▶ Tasks for this exercise
• A. Transcribe everything in the passage on network layers from "Pooling operations are" down to "Residual Network (ResNet)".
• B. Name every activation function mentioned in the passage on network layers.
* Start Text provided *
ReLU facilitates faster convergence during training and alleviates the vanishing gradient problem commonly encountered in deep networks [34].

Pooling Layer:

Pooling operations are employed to reduce the spatial resolution of feature maps, effectively lowering computational complexity and providing a form of translation invariance. Max pooling, the most common form, is defined as

$${PooledFeature}_{i,j}=\underset{\left(m,n\right)\in R_{i,j}}{\max }{FeatureMap}_{m,n}$$

(10)

where $R_{i,j}$ denotes the receptive region associated with position $(i,j)$ [34].

Fully Connected Layer:

Following the convolutional and pooling stages, the high-level feature maps are flattened and passed through one or more fully connected layers. These layers integrate the spatially distributed features and facilitate the final classification via a softmax or sigmoid activation function, depending on the nature of the task [34].

3.4. Residual Network (ResNet)

Conventional CNNs have demonstrated remarkable success in visual recognition tasks; however, their effectiveness tends to diminish in scenarios involving small-scale or imbalanced datasets. Moreover, as network depth increases, issues such as vanishing gradients and optimization instability emerge, often resulting in performance degradation. To address these limitations, Residual Networks (ResNets) [17,18] introduce a novel architectural paradigm that facilitates the training of very deep models through the use of identity shortcut connections, which bypass one or more layers. A residual block is formally expressed as

$$\mathit{y}=\phi \left(\mathit{x},\left\{W_i\right\}\right)+\mathit{x}$$

(11)
* End Text provided *
* Start Raw data *
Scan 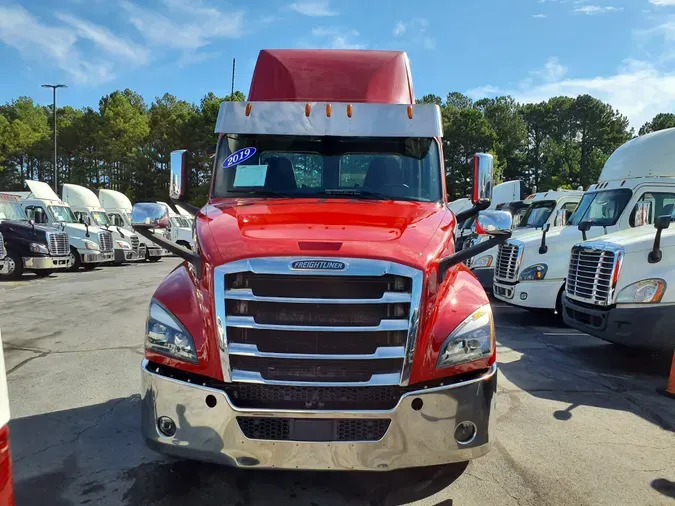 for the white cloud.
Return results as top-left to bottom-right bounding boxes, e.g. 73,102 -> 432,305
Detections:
574,5 -> 623,16
310,26 -> 366,49
121,0 -> 244,51
56,13 -> 149,64
288,0 -> 338,17
0,5 -> 133,85
469,60 -> 675,131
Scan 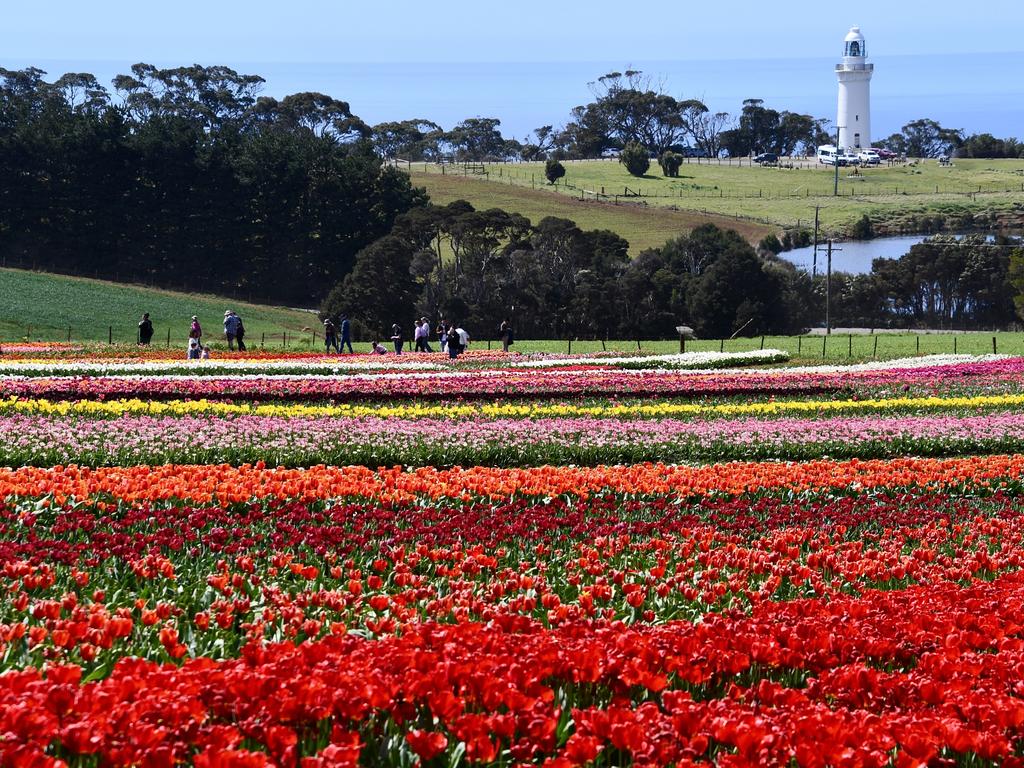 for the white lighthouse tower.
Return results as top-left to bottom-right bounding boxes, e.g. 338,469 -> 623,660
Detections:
836,27 -> 874,151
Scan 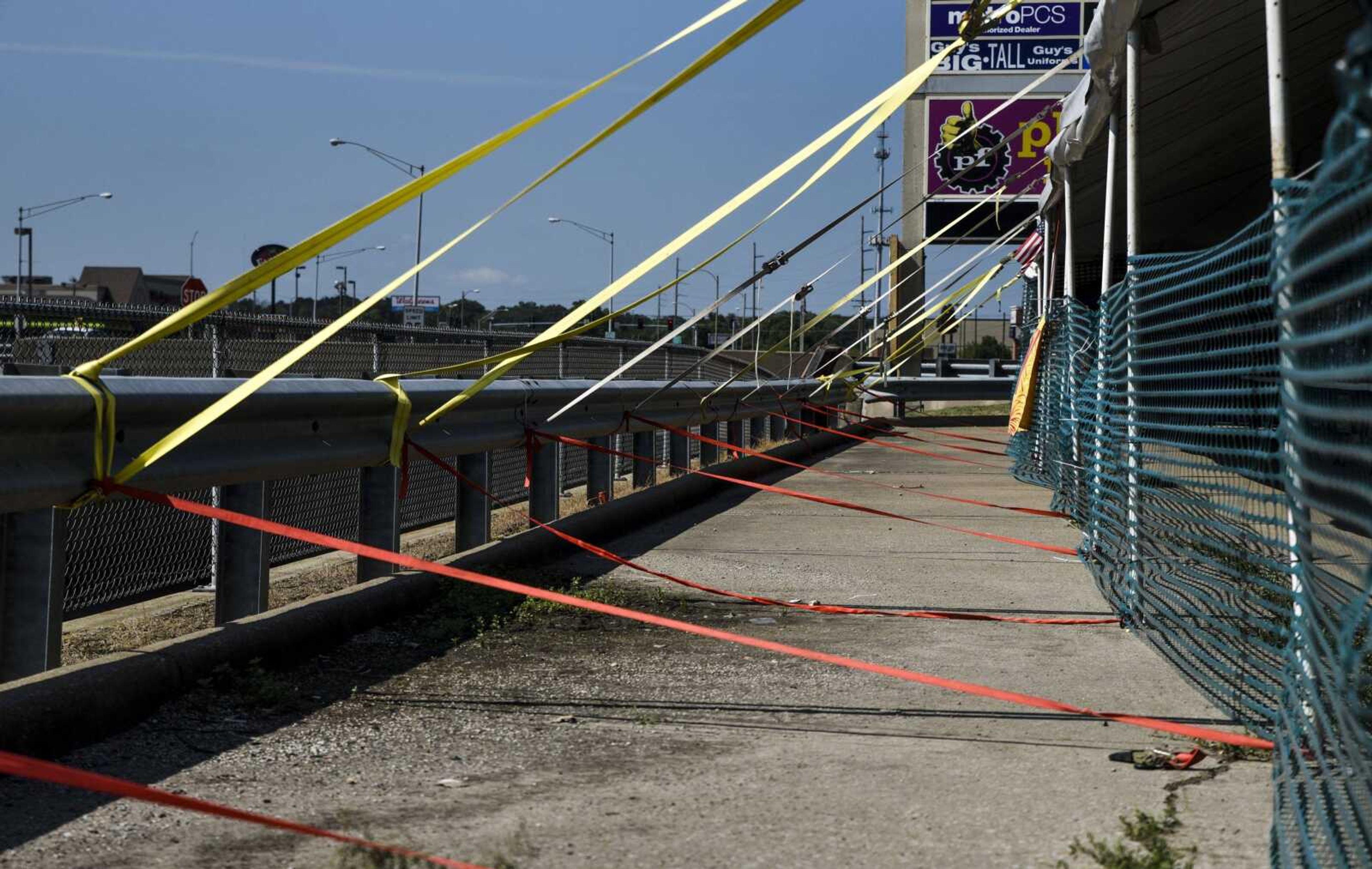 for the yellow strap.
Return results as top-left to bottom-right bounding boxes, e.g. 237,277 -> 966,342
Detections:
1007,320 -> 1044,434
886,257 -> 1019,376
376,375 -> 414,468
60,377 -> 114,508
711,173 -> 1020,395
420,0 -> 1022,426
103,0 -> 800,482
74,0 -> 746,377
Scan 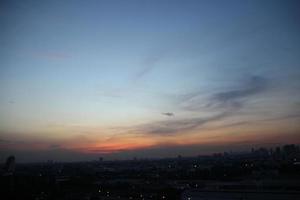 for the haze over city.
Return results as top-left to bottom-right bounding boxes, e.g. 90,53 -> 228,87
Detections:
0,0 -> 300,162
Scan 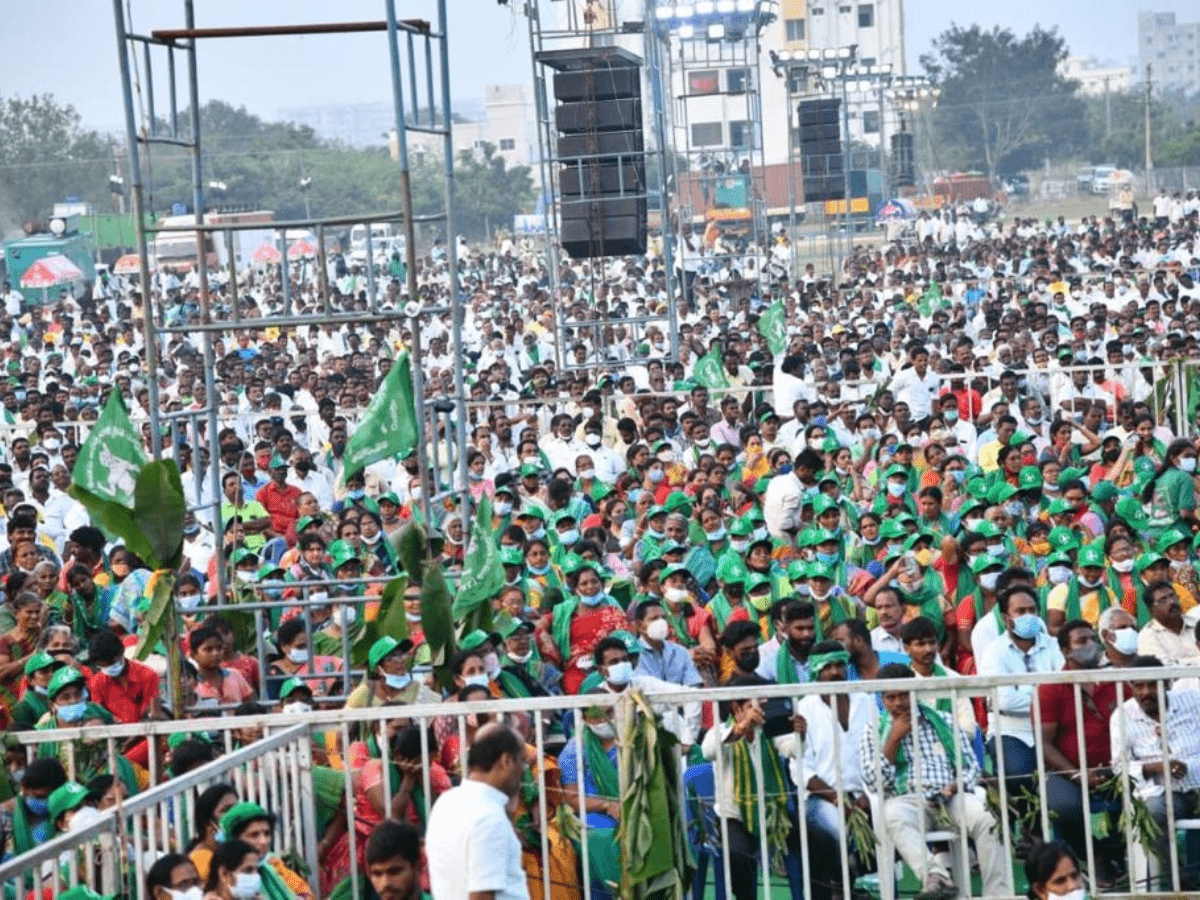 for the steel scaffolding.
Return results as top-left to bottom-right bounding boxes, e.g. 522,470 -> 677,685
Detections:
113,0 -> 470,609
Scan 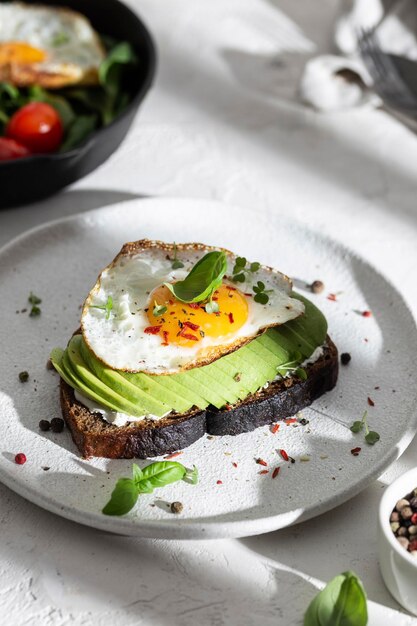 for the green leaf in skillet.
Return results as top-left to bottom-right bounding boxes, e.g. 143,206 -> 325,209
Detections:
102,478 -> 139,515
98,41 -> 138,94
60,115 -> 97,152
304,572 -> 368,626
165,250 -> 227,302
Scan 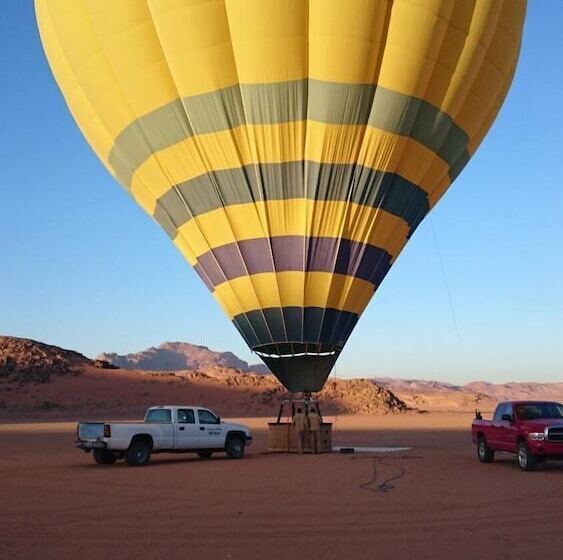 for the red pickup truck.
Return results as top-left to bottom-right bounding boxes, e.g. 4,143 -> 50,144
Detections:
471,401 -> 563,471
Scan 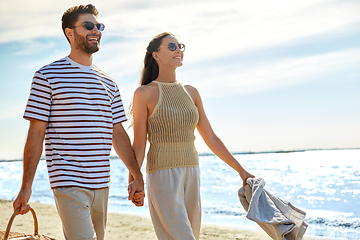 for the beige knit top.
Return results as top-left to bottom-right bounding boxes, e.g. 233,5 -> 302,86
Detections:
146,81 -> 199,173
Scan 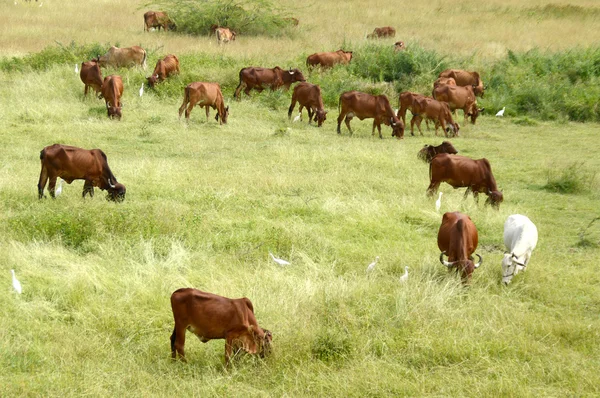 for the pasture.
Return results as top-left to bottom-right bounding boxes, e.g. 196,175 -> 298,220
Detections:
0,0 -> 600,397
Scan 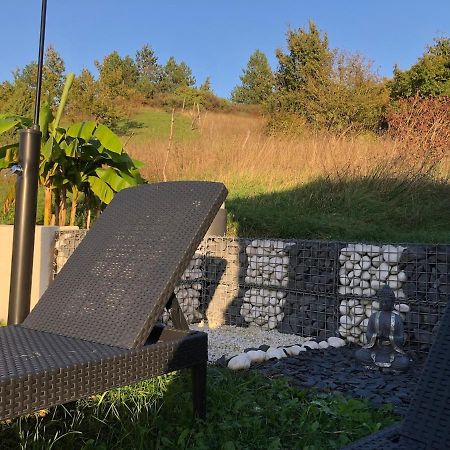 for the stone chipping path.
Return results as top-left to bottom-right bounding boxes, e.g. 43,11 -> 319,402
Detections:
252,347 -> 425,416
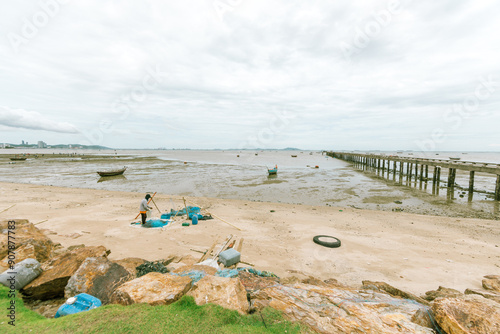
* End Raw data *
▶ Expected results
• A.
Pooling operations are employed to reduce the spatial resolution of feature maps, effectively lowering computational complexity and providing a form of translation invariance. Max pooling, the most common form, is defined as

$${PooledFeature}_{i,j}=\underset{\left(m,n\right)\in R_{i,j}}{\max }{FeatureMap}_{m,n}$$

(10)

where $R_{i,j}$ denotes the receptive region associated with position $(i,j)$ [34].

Fully Connected Layer:

Following the convolutional and pooling stages, the high-level feature maps are flattened and passed through one or more fully connected layers. These layers integrate the spatially distributed features and facilitate the final classification via a softmax or sigmoid activation function, depending on the nature of the task [34].

3.4. Residual Network (ResNet)

• B. ReLU, softmax, sigmoid